Information START
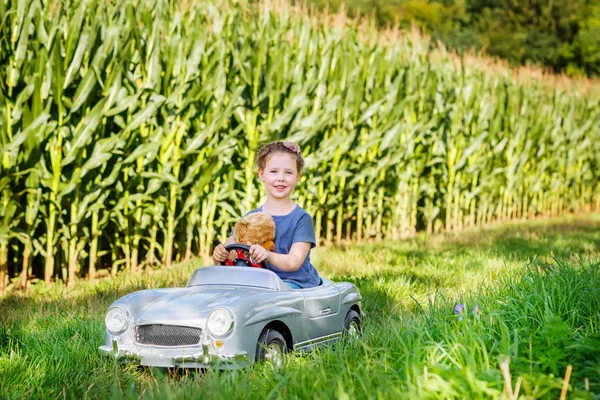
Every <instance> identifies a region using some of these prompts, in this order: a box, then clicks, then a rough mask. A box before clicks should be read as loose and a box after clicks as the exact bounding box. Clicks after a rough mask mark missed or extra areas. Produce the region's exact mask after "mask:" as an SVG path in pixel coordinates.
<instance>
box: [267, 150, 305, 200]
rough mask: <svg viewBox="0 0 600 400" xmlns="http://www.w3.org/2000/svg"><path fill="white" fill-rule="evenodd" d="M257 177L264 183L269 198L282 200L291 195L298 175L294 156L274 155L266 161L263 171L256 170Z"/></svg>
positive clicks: (282, 153) (274, 154)
mask: <svg viewBox="0 0 600 400" xmlns="http://www.w3.org/2000/svg"><path fill="white" fill-rule="evenodd" d="M258 176H259V177H260V179H261V180H262V181H263V182H264V184H265V189H266V190H267V195H268V196H269V197H271V198H273V199H278V200H284V199H286V198H289V197H290V195H291V194H292V192H293V190H294V186H296V183H297V182H298V179H299V178H300V173H299V172H298V167H297V165H296V159H295V157H294V156H292V155H291V154H286V153H275V154H273V155H272V156H271V157H270V158H269V159H268V160H267V162H266V164H265V169H259V170H258Z"/></svg>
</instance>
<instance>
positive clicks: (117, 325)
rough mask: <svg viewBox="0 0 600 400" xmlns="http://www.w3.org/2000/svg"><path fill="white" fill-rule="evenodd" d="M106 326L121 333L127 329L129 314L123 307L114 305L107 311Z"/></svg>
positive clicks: (128, 321) (115, 330)
mask: <svg viewBox="0 0 600 400" xmlns="http://www.w3.org/2000/svg"><path fill="white" fill-rule="evenodd" d="M104 322H105V323H106V328H107V329H108V330H109V331H110V332H112V333H121V332H123V331H124V330H125V329H127V324H128V323H129V314H128V313H127V312H126V311H125V310H123V309H122V308H121V307H113V308H111V309H110V310H108V312H107V313H106V318H104Z"/></svg>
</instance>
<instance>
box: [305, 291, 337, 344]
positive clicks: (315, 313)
mask: <svg viewBox="0 0 600 400" xmlns="http://www.w3.org/2000/svg"><path fill="white" fill-rule="evenodd" d="M302 292H303V294H304V310H305V313H306V316H307V319H308V324H309V327H308V334H309V336H310V337H311V338H313V339H314V338H320V337H325V336H327V335H331V334H333V333H336V332H339V331H340V329H339V327H338V326H336V325H337V324H336V323H335V321H336V320H337V315H338V313H339V312H340V291H339V289H338V288H337V287H335V286H334V285H327V286H318V287H316V288H313V289H309V290H303V291H302Z"/></svg>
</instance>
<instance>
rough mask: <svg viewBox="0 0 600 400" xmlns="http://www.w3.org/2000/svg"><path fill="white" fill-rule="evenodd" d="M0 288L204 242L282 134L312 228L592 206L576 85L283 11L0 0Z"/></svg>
mask: <svg viewBox="0 0 600 400" xmlns="http://www.w3.org/2000/svg"><path fill="white" fill-rule="evenodd" d="M0 32H1V35H0V59H1V63H0V71H1V79H0V89H1V90H0V105H1V108H0V121H1V125H0V138H1V142H0V158H1V164H0V224H1V225H0V293H2V292H3V291H5V290H6V289H7V288H17V287H24V286H26V285H28V284H29V282H32V281H35V280H36V279H37V280H44V281H46V282H51V281H53V280H55V279H60V280H63V281H65V282H67V283H69V284H72V283H74V282H75V280H77V279H80V278H83V277H89V278H91V279H93V278H95V277H96V276H97V275H98V274H99V273H100V270H102V272H103V273H105V272H107V271H108V270H110V273H113V274H114V273H116V272H117V271H118V270H130V271H135V270H138V269H141V268H144V267H150V266H156V265H165V266H167V267H168V266H170V265H171V264H172V262H174V261H178V260H184V259H189V258H191V257H192V256H194V255H198V254H202V255H206V254H210V252H211V250H212V246H213V244H214V243H215V242H216V241H222V240H223V239H224V238H225V237H226V235H227V233H228V232H229V230H230V228H231V226H232V223H233V221H235V220H236V219H237V218H239V217H240V216H241V215H243V214H244V213H245V212H247V211H249V210H250V209H252V208H253V207H255V206H256V205H257V204H259V202H260V201H261V198H262V195H263V193H262V192H261V188H260V186H259V181H258V179H257V178H256V177H255V175H256V174H255V167H254V162H255V152H256V150H257V149H258V147H259V146H260V144H261V143H264V142H268V141H272V140H280V139H288V140H294V141H296V142H298V143H299V144H300V145H301V146H302V148H303V153H304V154H305V155H306V160H307V168H306V171H305V173H304V175H303V176H302V179H301V183H300V185H299V187H298V189H297V191H296V193H297V201H298V202H299V203H300V204H301V205H302V206H303V207H305V209H306V210H307V211H308V212H309V213H311V215H312V216H313V219H314V222H315V229H316V234H317V237H318V240H319V241H320V242H323V243H339V242H341V241H344V240H348V241H361V240H369V239H371V238H373V239H378V240H379V239H389V240H397V239H400V238H402V237H406V236H408V235H411V234H413V233H415V232H417V231H427V232H429V233H431V232H438V231H442V230H446V231H448V230H458V229H461V228H463V227H471V226H481V225H485V224H489V223H492V222H496V221H500V222H501V221H508V220H514V219H525V218H532V217H539V216H549V215H556V214H560V213H564V212H581V211H589V210H592V209H595V210H599V209H600V104H599V99H598V96H597V95H594V94H593V93H591V94H590V93H588V94H586V93H585V92H584V91H580V90H571V89H569V88H565V87H561V86H560V85H552V84H549V83H547V82H544V81H543V80H539V79H538V80H535V79H532V80H530V81H529V82H523V81H519V80H516V79H515V78H514V77H512V76H511V75H510V74H503V73H497V71H496V72H495V71H491V70H487V69H486V68H482V67H480V66H478V65H477V63H473V62H467V60H466V59H464V58H463V59H461V58H460V57H457V56H455V55H452V54H450V53H448V52H446V51H444V50H443V49H437V50H433V51H432V50H431V46H430V43H429V42H428V39H427V38H424V37H421V36H419V35H416V34H407V33H401V32H391V31H390V32H378V31H376V30H375V29H374V28H372V27H370V26H369V25H368V24H361V25H359V24H358V23H357V22H349V21H347V20H345V19H344V18H343V17H341V16H339V17H336V18H330V17H327V16H324V17H323V18H322V19H319V18H318V17H315V16H310V15H309V14H308V13H306V12H302V11H299V10H298V9H295V8H292V7H290V6H285V5H282V4H277V5H275V6H273V5H270V4H269V3H268V2H266V3H261V4H259V5H248V4H241V3H240V2H235V1H229V2H225V1H224V2H220V3H219V2H210V1H207V2H204V1H202V2H201V1H198V2H191V3H190V4H188V3H187V2H181V1H174V0H171V1H168V0H143V1H142V0H123V1H114V2H107V1H101V0H72V1H70V0H62V1H61V0H53V1H50V0H48V1H45V0H0Z"/></svg>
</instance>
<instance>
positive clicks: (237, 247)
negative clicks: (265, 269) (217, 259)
mask: <svg viewBox="0 0 600 400" xmlns="http://www.w3.org/2000/svg"><path fill="white" fill-rule="evenodd" d="M225 250H227V251H228V252H229V253H231V252H232V251H235V252H236V253H237V255H236V257H235V258H234V259H233V260H231V259H229V257H228V258H227V259H226V260H225V261H223V262H221V265H230V266H238V267H254V268H267V261H266V260H265V261H263V262H261V263H255V262H254V260H252V259H251V258H250V254H249V251H250V246H247V245H245V244H239V243H234V244H230V245H229V246H226V247H225Z"/></svg>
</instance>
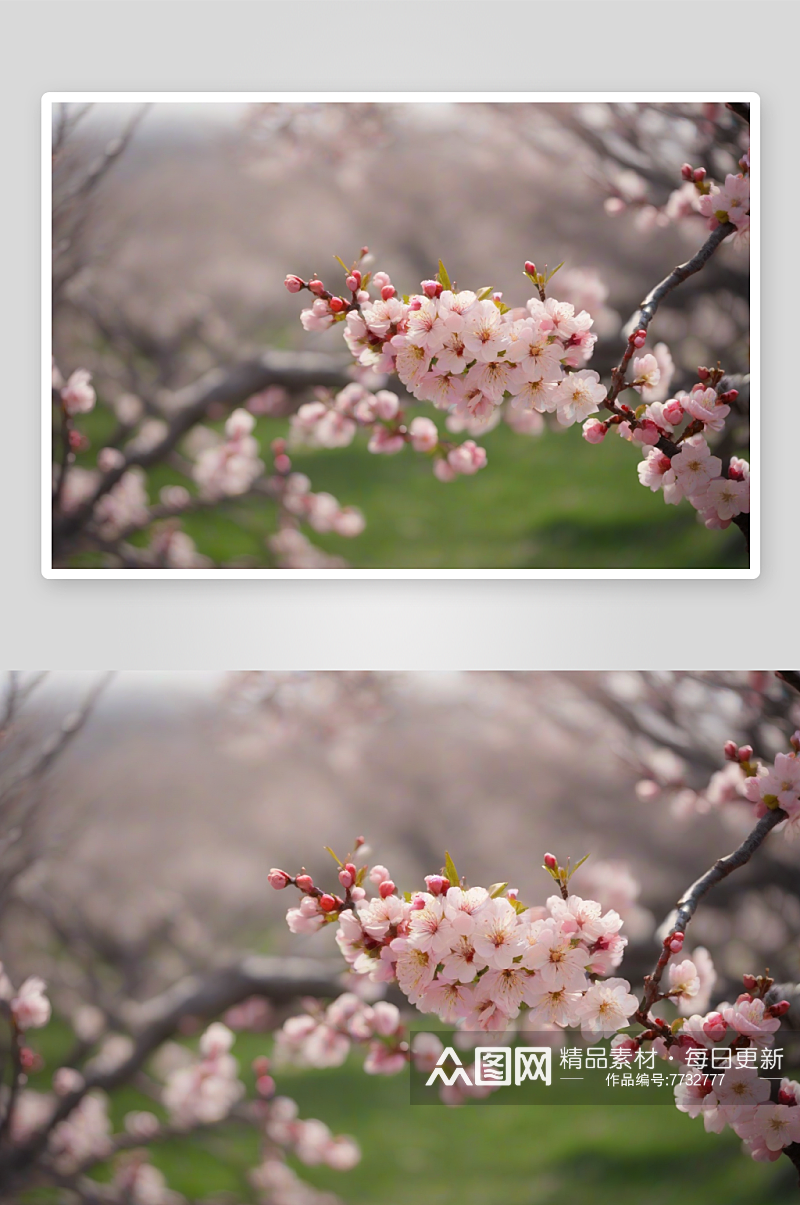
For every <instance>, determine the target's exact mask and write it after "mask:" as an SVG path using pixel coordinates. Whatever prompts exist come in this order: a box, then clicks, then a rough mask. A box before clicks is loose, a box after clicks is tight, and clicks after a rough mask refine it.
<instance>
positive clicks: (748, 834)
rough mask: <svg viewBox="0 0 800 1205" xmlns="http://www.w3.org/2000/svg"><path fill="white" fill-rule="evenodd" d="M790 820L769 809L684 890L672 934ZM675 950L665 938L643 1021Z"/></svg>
mask: <svg viewBox="0 0 800 1205" xmlns="http://www.w3.org/2000/svg"><path fill="white" fill-rule="evenodd" d="M784 819H787V812H784V811H783V809H782V807H776V809H775V810H772V811H769V812H767V813H766V816H763V817H761V818H760V821H759V822H758V824H757V825H755V828H753V829H752V830H751V833H748V835H747V836H746V837H745V840H743V841H742V843H741V845H740V846H739V847H737V848H736V850H734V852H733V853H729V854H727V856H725V857H724V858H718V859H717V862H714V864H713V866H711V868H710V869H708V870H706V872H705V874H704V875H701V876H700V877H699V878H698V880H695V882H694V883H692V886H690V887H689V888H688V889H687V890H686V892H684V893H683V895H682V897H681V899H680V900H678V901H677V905H676V909H675V911H673V912H671V913H670V916H669V918H667V922H666V928H667V929H669V933H670V935H673V934H677V933H680V934H683V933H686V929H687V925H688V924H689V922H690V921H692V917H693V916H694V913H695V912H696V910H698V905H699V904H700V900H701V899H702V897H704V895H706V894H707V893H708V892H710V890H711V888H712V887H716V886H717V883H720V882H722V881H723V878H727V877H728V875H731V874H733V872H734V870H739V868H740V866H743V865H745V864H746V863H748V862H749V859H751V858H752V857H753V854H754V853H755V851H757V850H758V848H760V846H761V845H763V843H764V841H765V840H766V837H767V836H769V834H770V833H771V831H772V829H773V828H776V827H777V825H778V824H780V823H781V822H782V821H784ZM671 953H672V951H670V947H669V944H667V942H666V941H665V945H664V948H663V951H661V953H660V956H659V959H658V962H657V964H655V969H654V971H653V974H652V975H647V976H646V978H645V995H643V997H642V1001H641V1005H640V1009H639V1012H637V1013H636V1019H637V1021H641V1023H642V1024H646V1025H649V1024H651V1019H652V1018H649V1016H648V1013H649V1007H651V1005H652V1004H654V1003H655V999H657V998H658V989H659V983H660V980H661V975H663V972H664V968H665V966H666V964H667V962H669V960H670V957H671Z"/></svg>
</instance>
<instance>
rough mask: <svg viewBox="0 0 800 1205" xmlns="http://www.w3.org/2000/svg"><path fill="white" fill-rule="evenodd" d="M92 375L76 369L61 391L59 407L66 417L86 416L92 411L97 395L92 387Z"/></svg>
mask: <svg viewBox="0 0 800 1205" xmlns="http://www.w3.org/2000/svg"><path fill="white" fill-rule="evenodd" d="M90 382H92V374H90V372H88V371H87V369H76V370H75V372H72V375H71V376H70V378H69V381H67V382H66V384H65V386H64V387H63V389H61V405H63V406H64V410H65V411H66V413H67V415H88V412H89V411H90V410H94V404H95V401H96V400H98V395H96V394H95V392H94V388H93V387H92V383H90Z"/></svg>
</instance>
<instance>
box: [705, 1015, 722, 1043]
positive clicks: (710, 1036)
mask: <svg viewBox="0 0 800 1205" xmlns="http://www.w3.org/2000/svg"><path fill="white" fill-rule="evenodd" d="M702 1031H704V1034H705V1035H706V1038H710V1039H711V1041H712V1042H719V1041H722V1039H723V1038H724V1036H725V1034H727V1033H728V1022H727V1021H725V1018H724V1017H723V1015H722V1013H720V1012H710V1013H708V1016H707V1017H706V1019H705V1022H704V1024H702Z"/></svg>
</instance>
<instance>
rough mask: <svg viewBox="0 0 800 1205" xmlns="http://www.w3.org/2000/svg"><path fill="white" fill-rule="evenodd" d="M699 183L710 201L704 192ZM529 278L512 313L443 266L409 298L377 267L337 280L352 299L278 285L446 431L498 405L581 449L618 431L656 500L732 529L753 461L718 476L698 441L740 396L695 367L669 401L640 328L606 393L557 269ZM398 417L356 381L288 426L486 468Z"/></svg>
mask: <svg viewBox="0 0 800 1205" xmlns="http://www.w3.org/2000/svg"><path fill="white" fill-rule="evenodd" d="M737 178H739V177H737ZM742 178H743V177H742ZM692 187H695V186H694V184H693V186H692ZM696 187H698V188H704V189H706V192H708V195H711V188H712V186H711V184H702V183H701V182H698V184H696ZM731 187H733V186H731ZM714 195H716V194H714ZM725 195H728V194H725ZM731 198H733V193H731ZM719 204H723V201H719ZM725 204H727V202H725ZM731 204H733V200H731ZM719 212H722V210H720V211H719ZM525 275H527V277H528V280H529V281H530V282H531V283H534V284H535V286H536V290H537V292H536V295H535V296H533V298H530V299H529V300H528V301H527V304H525V305H524V306H520V307H516V308H510V307H508V306H506V305H505V302H504V301H502V294H501V293H493V290H492V289H488V288H487V289H481V290H478V292H472V290H470V289H463V290H457V289H454V288H452V287H451V283H449V278H448V276H447V272H446V271H445V268H443V265H441V264H440V272H439V277H437V278H436V280H429V281H423V282H422V286H420V289H422V292H420V293H417V294H413V295H411V296H400V295H399V294H398V290H396V288H395V287H394V284H393V283H392V280H390V277H389V276H388V274H387V272H375V274H373V275H372V276H370V275H369V274H367V275H361V272H360V270H359V269H358V268H352V269H351V270H349V274H348V276H347V289H348V290H349V296H337V295H335V294H333V293H330V292H329V290H328V289H327V288H325V286H324V284H323V282H322V281H319V280H317V278H316V277H314V278H312V280H310V281H304V280H301V277H299V276H288V277H287V278H286V282H284V283H286V286H287V288H289V290H290V292H293V293H296V292H300V290H301V289H307V290H308V292H311V293H312V295H313V298H314V300H313V302H312V305H311V307H308V308H306V310H304V311H302V312H301V316H300V318H301V322H302V325H304V327H305V329H306V330H323V329H327V328H328V327H330V325H333V324H334V323H342V324H343V337H345V342H346V343H347V346H348V348H349V351H351V353H352V354H353V357H354V358H355V360H357V365H358V369H359V371H360V372H361V374H363V375H366V374H383V375H386V374H396V376H398V377H399V378H400V381H401V382H402V384H404V386H405V387H406V389H407V390H408V393H410V394H411V395H412V396H413V398H416V399H417V400H418V401H429V402H433V405H434V406H435V407H436V408H439V410H442V411H447V415H448V417H447V419H446V423H447V427H448V429H449V430H452V431H454V430H459V429H461V430H467V431H469V433H470V434H473V435H475V434H480V433H481V431H482V430H483V431H484V430H489V429H490V428H492V427H493V425H495V424H496V422H498V421H499V418H500V415H501V411H502V410H505V413H506V416H507V417H508V421H510V422H511V425H512V427H516V428H518V429H523V430H525V429H528V430H539V429H541V421H542V416H543V415H545V413H554V415H555V417H557V421H558V422H559V424H561V425H563V427H571V425H572V424H575V423H582V430H583V436H584V439H586V440H587V441H588V442H589V443H600V442H602V440H604V439H605V436H606V434H607V433H608V431H610V430H611V429H614V430H616V431H617V433H618V434H619V435H620V436H622V437H624V439H627V440H629V441H631V442H634V443H637V445H639V446H640V447H642V451H643V455H645V459H643V462H642V464H640V465H639V477H640V481H641V483H642V484H643V486H645V487H646V488H648V489H651V490H653V492H657V490H663V494H664V500H665V502H669V504H673V505H675V504H677V502H680V501H681V499H683V498H686V499H688V501H689V502H690V505H692V506H694V509H695V510H696V511H698V512H699V516H700V519H701V522H702V523H704V524H705V525H706V527H707V528H728V527H729V525H730V523H731V521H734V519H735V518H736V517H737V516H740V515H746V513H749V465H748V464H747V462H746V460H742V459H740V458H739V457H733V458H731V459H730V463H729V464H728V466H727V469H725V471H724V472H723V464H722V460H720V458H719V457H716V455H713V454H712V452H711V448H710V446H708V443H707V439H706V436H707V435H708V434H710V433H712V434H714V435H718V434H719V433H720V431H722V430H723V429H724V425H725V419H727V418H728V416H729V413H730V405H731V402H734V401H735V400H736V398H737V395H739V394H737V390H736V389H727V390H718V389H717V386H718V384H719V382H720V380H722V376H723V374H722V370H719V369H705V368H701V369H699V374H698V375H699V378H700V380H699V381H698V383H696V384H695V386H694V387H693V388H692V389H690V390H681V392H677V393H676V394H675V396H667V394H669V387H670V382H671V378H672V375H673V371H675V365H673V363H672V358H671V355H670V351H669V348H667V347H666V345H664V343H658V345H657V346H655V348H654V351H652V352H651V351H647V349H646V348H645V342H646V337H647V331H646V329H645V328H639V327H637V328H636V329H634V330H631V333H630V335H629V337H628V346H627V349H625V354H624V358H623V361H622V364H620V366H619V369H614V375H617V376H616V380H614V387H613V388H612V392H611V393H607V390H606V388H605V386H604V384H602V383H601V382H600V377H599V375H598V374H596V372H595V371H593V370H592V369H588V368H584V366H583V365H586V364H587V363H588V360H589V359H590V358H592V353H593V348H594V343H595V341H596V335H595V334H594V333H593V330H592V328H593V325H594V319H593V317H592V315H590V313H589V312H588V310H580V311H577V312H576V308H575V306H573V305H571V304H570V302H566V301H559V300H557V299H555V298H548V296H547V295H546V284H547V282H548V280H549V278H551V277H552V276H553V275H554V274H552V272H551V274H549V275H548V274H547V272H545V274H542V272H539V271H537V270H536V265H535V264H533V263H531V261H530V260H528V261H527V263H525ZM367 286H369V287H367ZM370 288H371V289H372V290H377V294H378V295H375V293H371V292H370ZM634 353H639V354H634ZM631 359H633V365H631V368H633V380H631V381H629V382H628V381H627V380H625V377H627V372H628V368H629V365H630V364H631ZM628 388H633V389H635V390H636V392H637V393H639V394H640V395H641V405H640V406H637V407H636V408H635V410H634V408H633V406H630V405H628V404H625V402H624V401H618V395H619V393H620V392H622V390H623V389H628ZM601 408H605V410H607V411H610V417H608V418H607V419H605V421H601V419H600V418H595V417H593V416H595V415H598V413H599V411H600V410H601ZM402 419H404V415H402V411H401V408H400V400H399V398H398V396H396V394H394V393H392V392H390V390H388V389H378V390H377V392H375V393H373V392H371V390H370V389H367V387H366V384H364V383H363V382H352V383H351V384H348V386H347V387H346V388H345V389H342V390H341V392H340V393H337V394H336V395H335V396H330V395H323V394H320V395H319V396H318V399H317V400H316V401H312V402H307V404H306V405H304V406H301V407H300V410H299V411H298V415H296V416H295V417H294V418H293V422H292V431H293V437H294V439H295V440H296V441H306V442H311V443H314V445H317V446H320V447H340V446H346V445H348V443H351V442H352V440H353V437H354V435H355V431H357V430H358V428H359V427H365V428H367V429H369V430H370V441H369V449H370V451H371V452H376V453H384V454H392V453H395V452H400V451H401V449H402V447H404V446H405V445H406V443H410V445H411V446H412V447H413V448H414V449H416V451H418V452H427V453H429V454H431V455H433V457H434V472H435V474H436V476H437V477H439V478H440V480H442V481H452V480H453V478H454V477H455V476H457V475H458V474H473V472H476V471H477V470H478V469H481V468H483V465H484V464H486V463H487V458H486V449H483V448H481V447H477V446H476V445H475V442H473V441H472V440H467V441H465V442H464V443H461V445H460V447H453V446H452V445H451V443H449V442H448V441H446V440H442V439H441V437H440V433H439V430H437V428H436V424H435V423H434V422H433V419H430V418H428V417H417V418H414V419H413V421H412V422H411V423H410V424H408V425H406V424H405V423H404V421H402ZM529 419H533V421H534V423H533V427H530V425H528V421H529Z"/></svg>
Information END
Directive: Which lines in the material contain the string "clicks", with case counting? Report each of those lines in full.

Written response:
Every <instance> identifies a region using some of these prompts, in this order: a box, then clicks, then a rough mask. A box before clicks should be read as loose and a box after clicks as the exact bounding box. Clicks after a rough mask mark missed or extra areas. Produce the region's exact mask after "mask:" as an SVG path in pixel coordinates.
positive clicks: (282, 153) (274, 154)
positive clicks: (117, 325)
positive clicks: (128, 321) (115, 330)
positive clicks: (315, 313)
positive clicks: (237, 247)
negative clicks: (265, 269) (217, 259)
For every <instance>, determine the target's exact mask and write it after "mask:" as an SVG path using pixel coordinates. Whatever prompts exist come in this order: a box, then clicks, then a rough mask. A box before clicks is loose, a box after clicks is tight, and clicks after a rough mask refine it.
positive clicks: (748, 834)
positive clicks: (710, 1036)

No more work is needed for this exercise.